→ **Problem**: Present the lines below again, exactly as they stand.

Source data: Begin

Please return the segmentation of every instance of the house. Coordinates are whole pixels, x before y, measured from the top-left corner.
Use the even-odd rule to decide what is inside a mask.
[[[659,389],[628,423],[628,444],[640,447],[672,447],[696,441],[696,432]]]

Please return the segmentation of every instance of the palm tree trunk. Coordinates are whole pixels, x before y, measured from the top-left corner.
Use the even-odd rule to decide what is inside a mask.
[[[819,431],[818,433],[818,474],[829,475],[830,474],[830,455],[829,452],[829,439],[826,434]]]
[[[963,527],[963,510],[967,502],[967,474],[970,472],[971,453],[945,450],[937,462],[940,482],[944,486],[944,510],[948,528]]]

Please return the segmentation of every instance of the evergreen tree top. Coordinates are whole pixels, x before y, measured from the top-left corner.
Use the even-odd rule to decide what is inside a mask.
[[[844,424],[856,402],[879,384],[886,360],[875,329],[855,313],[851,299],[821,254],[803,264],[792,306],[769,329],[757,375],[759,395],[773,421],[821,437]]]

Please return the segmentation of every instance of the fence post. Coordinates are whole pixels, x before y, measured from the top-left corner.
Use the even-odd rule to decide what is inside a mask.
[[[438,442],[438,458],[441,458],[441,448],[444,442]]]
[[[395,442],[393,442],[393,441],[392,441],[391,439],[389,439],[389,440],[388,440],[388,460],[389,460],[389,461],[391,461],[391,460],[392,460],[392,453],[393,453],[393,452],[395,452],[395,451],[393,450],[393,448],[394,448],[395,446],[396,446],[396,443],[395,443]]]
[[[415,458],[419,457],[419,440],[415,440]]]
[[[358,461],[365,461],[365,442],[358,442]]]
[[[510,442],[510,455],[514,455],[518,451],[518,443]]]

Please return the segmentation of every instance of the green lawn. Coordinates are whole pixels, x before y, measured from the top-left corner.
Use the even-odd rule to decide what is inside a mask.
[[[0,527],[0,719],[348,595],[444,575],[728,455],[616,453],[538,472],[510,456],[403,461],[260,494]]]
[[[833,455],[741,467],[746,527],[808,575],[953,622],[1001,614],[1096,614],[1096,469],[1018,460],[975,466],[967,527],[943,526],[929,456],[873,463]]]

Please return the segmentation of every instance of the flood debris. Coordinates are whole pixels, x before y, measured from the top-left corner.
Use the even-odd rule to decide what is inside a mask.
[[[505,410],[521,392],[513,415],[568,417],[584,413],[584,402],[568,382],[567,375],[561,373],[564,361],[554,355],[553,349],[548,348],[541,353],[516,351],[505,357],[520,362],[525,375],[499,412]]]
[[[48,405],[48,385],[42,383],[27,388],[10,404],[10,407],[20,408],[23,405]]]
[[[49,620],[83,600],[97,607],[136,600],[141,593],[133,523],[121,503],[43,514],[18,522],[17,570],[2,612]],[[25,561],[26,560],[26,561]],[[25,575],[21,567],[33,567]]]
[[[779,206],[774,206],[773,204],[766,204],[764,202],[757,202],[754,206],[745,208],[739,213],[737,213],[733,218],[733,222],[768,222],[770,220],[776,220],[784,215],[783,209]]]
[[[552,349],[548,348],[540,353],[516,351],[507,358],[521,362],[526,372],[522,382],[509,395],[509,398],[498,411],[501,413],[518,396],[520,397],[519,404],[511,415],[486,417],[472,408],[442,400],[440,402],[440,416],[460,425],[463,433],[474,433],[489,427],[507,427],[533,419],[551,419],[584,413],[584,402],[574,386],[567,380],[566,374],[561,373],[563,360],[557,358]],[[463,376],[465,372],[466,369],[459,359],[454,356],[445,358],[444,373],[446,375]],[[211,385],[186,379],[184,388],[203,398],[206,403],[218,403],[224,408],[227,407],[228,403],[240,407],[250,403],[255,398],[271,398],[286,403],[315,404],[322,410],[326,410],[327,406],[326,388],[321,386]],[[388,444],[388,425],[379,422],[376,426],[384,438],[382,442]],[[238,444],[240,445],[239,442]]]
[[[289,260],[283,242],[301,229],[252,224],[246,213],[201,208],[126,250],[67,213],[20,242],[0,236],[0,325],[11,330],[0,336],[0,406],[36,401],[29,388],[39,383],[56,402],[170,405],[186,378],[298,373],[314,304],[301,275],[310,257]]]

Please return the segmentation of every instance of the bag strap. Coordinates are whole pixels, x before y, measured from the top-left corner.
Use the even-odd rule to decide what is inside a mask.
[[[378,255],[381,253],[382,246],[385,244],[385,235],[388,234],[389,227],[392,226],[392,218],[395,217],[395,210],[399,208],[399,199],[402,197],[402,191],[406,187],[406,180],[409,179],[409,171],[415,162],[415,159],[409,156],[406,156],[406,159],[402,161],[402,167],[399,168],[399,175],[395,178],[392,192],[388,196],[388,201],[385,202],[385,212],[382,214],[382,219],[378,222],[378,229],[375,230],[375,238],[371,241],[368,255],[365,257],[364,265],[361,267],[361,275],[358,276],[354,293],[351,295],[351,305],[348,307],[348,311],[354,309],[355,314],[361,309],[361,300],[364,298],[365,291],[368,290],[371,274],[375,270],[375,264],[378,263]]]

Source data: End

→ **Answer for the task**:
Please return the segmentation of every instance of the house. Coordinates are whole pixels, x before y, measured from the top-left corner.
Use the even-odd rule to decide what is inside a mask.
[[[659,389],[628,423],[628,444],[640,447],[672,447],[696,441],[696,432]]]

Please return the segmentation of every instance of the palm tree trunk. Coordinates are whole pixels, x before y, measured from the top-left corner.
Use the even-odd rule to decide what is inside a mask.
[[[819,431],[818,433],[818,474],[829,475],[830,474],[830,455],[829,452],[829,439],[826,434]]]
[[[963,527],[963,510],[967,502],[967,474],[970,472],[971,453],[945,450],[937,462],[940,482],[944,486],[944,510],[948,528]]]

Please return the segmentation of every instance of the evergreen tree top. Coordinates are whole pixels, x before y, measured from the top-left corner.
Use the even-odd rule to decide what is inside a mask.
[[[844,424],[856,402],[879,384],[886,360],[875,329],[855,313],[851,299],[821,254],[803,264],[792,306],[769,329],[757,375],[759,395],[773,421],[821,437]]]

Please return the segmentation of every instance of the fence post. Coordinates are whole pixels, x before y, measured from the top-left corner.
Use the even-odd rule to decide what is inside a mask.
[[[438,442],[438,458],[441,458],[441,448],[444,442]]]
[[[395,442],[393,442],[393,441],[392,441],[391,439],[389,439],[389,440],[388,440],[388,460],[389,460],[389,461],[391,461],[391,460],[392,460],[392,453],[393,453],[393,452],[395,452],[395,451],[393,450],[393,448],[394,448],[395,446],[396,446],[396,443],[395,443]]]
[[[415,458],[419,457],[419,440],[415,440]]]
[[[358,461],[365,461],[365,442],[358,442]]]
[[[510,442],[510,455],[514,455],[518,451],[518,443]]]

Please return the segmentation of every instance of the green lawn. Coordinates are whole pixels, x before y, measured from the top-left corner.
Use the even-odd rule to decide what is inside a mask.
[[[0,527],[0,719],[348,595],[444,575],[728,455],[616,453],[538,472],[510,456],[403,461],[260,494]]]
[[[833,455],[741,467],[746,527],[808,575],[953,622],[1001,614],[1096,614],[1096,469],[1018,460],[975,466],[967,527],[943,526],[929,456],[873,463]]]

Please return the segmentation of every instance of the flood debris. Coordinates are whole pixels, x before y, measured from the top-left corner.
Use the even-odd rule to decide what is inside a mask.
[[[505,410],[521,392],[513,415],[568,417],[584,413],[584,402],[568,382],[567,375],[561,373],[564,361],[554,355],[553,349],[548,348],[541,353],[516,351],[505,357],[520,362],[525,375],[499,412]]]
[[[48,405],[48,385],[42,383],[27,388],[10,404],[10,407],[20,408],[23,405]]]
[[[49,620],[83,600],[97,607],[136,600],[141,593],[133,523],[121,503],[43,514],[18,522],[17,570],[2,612]],[[25,561],[26,560],[26,561]],[[25,575],[21,567],[33,567]]]
[[[779,206],[774,206],[773,204],[766,204],[764,202],[757,202],[754,206],[745,208],[739,213],[737,213],[733,218],[733,222],[768,222],[770,220],[776,220],[784,215],[783,209]]]
[[[552,349],[548,348],[540,353],[516,351],[507,358],[521,362],[526,372],[522,382],[509,395],[509,398],[498,411],[501,413],[518,396],[520,397],[519,404],[511,415],[486,417],[472,408],[442,400],[440,402],[440,416],[460,425],[463,433],[474,433],[489,427],[507,427],[533,419],[551,419],[584,413],[584,402],[574,386],[567,380],[566,374],[561,373],[563,360],[557,358]],[[463,376],[465,372],[466,369],[459,359],[454,356],[445,358],[444,373],[446,375]],[[211,385],[186,379],[184,388],[203,398],[206,403],[218,403],[224,408],[227,407],[228,403],[240,407],[250,403],[255,398],[271,398],[286,403],[315,404],[322,410],[326,410],[327,406],[326,388],[321,386]],[[388,444],[388,425],[379,422],[376,426],[384,438],[382,442]],[[238,444],[240,445],[239,442]]]
[[[289,260],[283,242],[301,229],[252,224],[246,213],[201,208],[126,250],[67,213],[20,242],[0,236],[0,325],[11,330],[0,336],[0,406],[36,401],[29,388],[39,383],[56,402],[170,405],[186,378],[298,373],[314,304],[301,275],[310,257]]]

Please return the segmentation of every instance of the bag strap. Coordinates are whole pixels, x before y, measured from the top-left corner.
Use the even-odd rule to decide what is inside a mask.
[[[378,255],[381,253],[382,246],[385,244],[385,235],[388,234],[389,227],[392,226],[392,218],[395,217],[395,210],[399,208],[399,199],[402,197],[402,191],[406,187],[406,180],[409,179],[409,171],[415,162],[415,159],[409,156],[406,156],[406,159],[402,161],[402,167],[399,168],[399,175],[395,178],[392,192],[388,196],[388,201],[385,202],[385,212],[382,214],[382,219],[378,222],[378,229],[375,230],[375,238],[371,241],[368,255],[365,257],[364,265],[361,267],[361,275],[358,276],[354,293],[351,295],[351,305],[348,307],[348,311],[354,309],[355,314],[361,309],[361,300],[364,298],[365,291],[368,290],[371,274],[375,270],[375,264],[378,263]]]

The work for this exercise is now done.